#### [Exercise]
Can you put the lines of the listing below into a numbered list, beginning at the line that contains "green painted wall" and stopping after the line that contains "[(262, 42)]"? Omit blank lines and leave the picture out.

☆ ☆ ☆ ☆ ☆ ☆ ☆

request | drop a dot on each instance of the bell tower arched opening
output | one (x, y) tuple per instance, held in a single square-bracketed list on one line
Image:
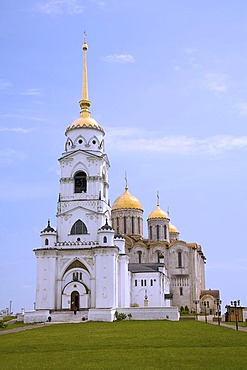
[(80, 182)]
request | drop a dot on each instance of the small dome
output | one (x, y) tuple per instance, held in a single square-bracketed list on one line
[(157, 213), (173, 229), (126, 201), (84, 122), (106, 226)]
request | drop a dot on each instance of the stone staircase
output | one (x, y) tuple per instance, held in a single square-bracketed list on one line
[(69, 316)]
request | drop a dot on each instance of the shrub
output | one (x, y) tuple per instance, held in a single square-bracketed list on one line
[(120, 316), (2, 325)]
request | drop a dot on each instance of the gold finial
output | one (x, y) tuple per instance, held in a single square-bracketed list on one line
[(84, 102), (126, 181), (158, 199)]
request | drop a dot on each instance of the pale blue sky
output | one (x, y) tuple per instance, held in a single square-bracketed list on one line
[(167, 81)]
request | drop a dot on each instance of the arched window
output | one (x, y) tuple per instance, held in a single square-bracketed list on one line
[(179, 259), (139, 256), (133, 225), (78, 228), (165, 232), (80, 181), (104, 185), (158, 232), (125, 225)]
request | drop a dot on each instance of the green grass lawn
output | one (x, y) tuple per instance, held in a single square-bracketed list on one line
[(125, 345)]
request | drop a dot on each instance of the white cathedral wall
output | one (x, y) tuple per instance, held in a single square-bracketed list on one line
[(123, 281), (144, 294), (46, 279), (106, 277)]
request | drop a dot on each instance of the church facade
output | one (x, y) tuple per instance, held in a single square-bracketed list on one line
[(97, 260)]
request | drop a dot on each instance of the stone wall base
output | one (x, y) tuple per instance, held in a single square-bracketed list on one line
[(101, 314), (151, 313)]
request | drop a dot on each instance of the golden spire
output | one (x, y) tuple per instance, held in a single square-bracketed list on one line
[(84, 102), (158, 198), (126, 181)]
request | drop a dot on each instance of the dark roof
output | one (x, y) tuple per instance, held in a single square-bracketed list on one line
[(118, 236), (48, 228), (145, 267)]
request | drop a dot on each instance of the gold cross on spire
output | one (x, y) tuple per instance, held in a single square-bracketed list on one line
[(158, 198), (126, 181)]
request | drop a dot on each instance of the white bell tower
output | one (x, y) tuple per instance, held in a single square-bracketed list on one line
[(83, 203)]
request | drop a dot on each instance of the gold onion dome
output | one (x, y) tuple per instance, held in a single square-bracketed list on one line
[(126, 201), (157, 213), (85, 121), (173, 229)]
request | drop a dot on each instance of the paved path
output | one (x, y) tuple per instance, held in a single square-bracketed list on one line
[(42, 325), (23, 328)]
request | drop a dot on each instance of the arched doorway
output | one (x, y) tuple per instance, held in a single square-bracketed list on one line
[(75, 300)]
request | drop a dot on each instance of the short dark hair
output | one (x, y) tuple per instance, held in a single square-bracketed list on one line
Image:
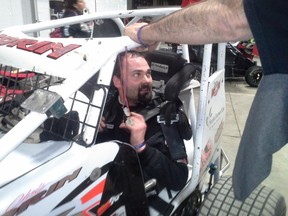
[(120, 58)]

☆ ☆ ☆ ☆ ☆ ☆ ☆

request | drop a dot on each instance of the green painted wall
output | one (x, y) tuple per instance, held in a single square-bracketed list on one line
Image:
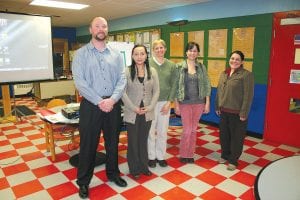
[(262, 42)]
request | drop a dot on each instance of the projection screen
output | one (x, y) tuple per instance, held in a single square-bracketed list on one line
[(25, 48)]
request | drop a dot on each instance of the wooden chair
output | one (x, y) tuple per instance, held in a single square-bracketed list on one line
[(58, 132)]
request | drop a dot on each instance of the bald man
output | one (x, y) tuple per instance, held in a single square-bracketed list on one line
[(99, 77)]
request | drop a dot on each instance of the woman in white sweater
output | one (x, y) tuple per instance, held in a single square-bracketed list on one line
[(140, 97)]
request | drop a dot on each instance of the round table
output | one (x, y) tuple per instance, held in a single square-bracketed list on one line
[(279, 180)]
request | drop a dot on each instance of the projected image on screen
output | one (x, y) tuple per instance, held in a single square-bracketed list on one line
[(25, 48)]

☆ ☆ ☆ ☆ ☆ ☆ ☆

#### [Solution to this problem]
1. request | drop a dot on each instance of the green painted wall
2. output | one (x, y) tuple per instance, held in a single square-bracketed list on one line
3. Image:
4. [(262, 42)]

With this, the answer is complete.